# Memoirr: Preprocessor + Chunker Pipeline Smoke Test

This notebook runs a minimal Haystack pipeline using the SRT preprocessor and the semantic chunker.

Requirements:
- Ensure a local sentence-transformers model is available under `models/<EMBEDDING_MODEL_NAME>/` (with `model.safetensors` and tokenizer/config files).
- `.env` should set `EMBEDDING_MODEL_NAME` (default included in repo). Optionally set `EMBEDDING_DEVICE` (e.g., `cuda:0`).

Notes:
- The preprocessor emits cleaned JSONL lines, one per caption.
- The chunker uses Chonkie SemanticChunker with the self-hosted embeddings to create time-aware chunks.


In [None]:

import pathlib
import textwrap
from src.core.config import get_settings

settings = get_settings()
print('EMBEDDING_MODEL_NAME =', settings.embedding_model_name)
print('EMBEDDING_DEVICE     =', settings.device)

# Quick existence check to help the user
model_path = pathlib.Path('models') / settings.embedding_model_name
if not model_path.exists():
    # Fallback: search by terminal folder name (case-insensitive), similar to runtime resolver
    target = settings.embedding_model_name.split('/')[-1].lower()
    candidates = [p for p in pathlib.Path('models').rglob('*') if p.is_dir() and p.name.lower() == target]
    if candidates:
        print('Found candidate model dir at:', candidates[0])
    else:
        print('WARNING: Expected model folder not found under models/. The chunker cell may fail.')


EMBEDDING_MODEL_NAME = qwen3-embedding-0.6B
EMBEDDING_DEVICE     = 
Found candidate model dir at: models/chunker/qwen3-embedding-0.6B


In [2]:
# Sample SRT content (very small)
sample_srt = textwrap.dedent('''
1
00:00:01,000 --> 00:00:02,000
- Hello there!

2
00:00:02,100 --> 00:00:03,000
How are you doing?

3
00:00:03,100 --> 00:00:04,000
I'm fine. Thanks!
''')
print(sample_srt)



1
00:00:01,000 --> 00:00:02,000
- Hello there!

2
00:00:02,100 --> 00:00:03,000
How are you doing?

3
00:00:03,100 --> 00:00:04,000
I'm fine. Thanks!

◆ REQUIRED TASKS ◆
A - In the pipeline smoke test notebook, what does the preprocessor emit?
B - For each statement, answer yes or no depending on whether the pipeline smoke test notebook agrees with it, and quote the words of the notebook that decide it. (i) The chunker creates time-aware chunks with Chonkie SemanticChunker. (ii) The `.env` file is required to set `EMBEDDING_DEVICE`. (iii) The local sentence-transformers model is expected under the models folder, in a subfolder named for the embedding model.
C - Write out the part of the pipeline smoke test notebook starting at "settings = get_settings()" and ending at "cell may fail.')", keeping every character the same.

◆ SUPPLIED DATA ◆
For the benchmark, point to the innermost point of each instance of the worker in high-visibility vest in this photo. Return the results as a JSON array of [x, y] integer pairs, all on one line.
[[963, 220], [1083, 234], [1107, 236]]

◆ WORKED SOLUTIONS ◆
A - Cleaned JSONL lines, one per caption.

B -
(i) Yes: "The chunker uses Chonkie SemanticChunker with the self-hosted embeddings to create time-aware chunks."
(ii) No: "Optionally set `EMBEDDING_DEVICE` (e.g., `cuda:0`)."
(iii) Yes: "Ensure a local sentence-transformers model is available under `models/<EMBEDDING_MODEL_NAME>/`"

C -
settings = get_settings()
print('EMBEDDING_MODEL_NAME =', settings.embedding_model_name)
print('EMBEDDING_DEVICE     =', settings.device)

# Quick existence check to help the user
model_path = pathlib.Path('models') / settings.embedding_model_name
if not model_path.exists():
    # Fallback: search by terminal folder name (case-insensitive), similar to runtime resolver
    target = settings.embedding_model_name.split('/')[-1].lower()
    candidates = [p for p in pathlib.Path('models').rglob('*') if p.is_dir() and p.name.lower() == target]
    if candidates:
        print('Found candidate model dir at:', candidates[0])
    else:
        print('WARNING: Expected model folder not found under models/. The chunker cell may fail.')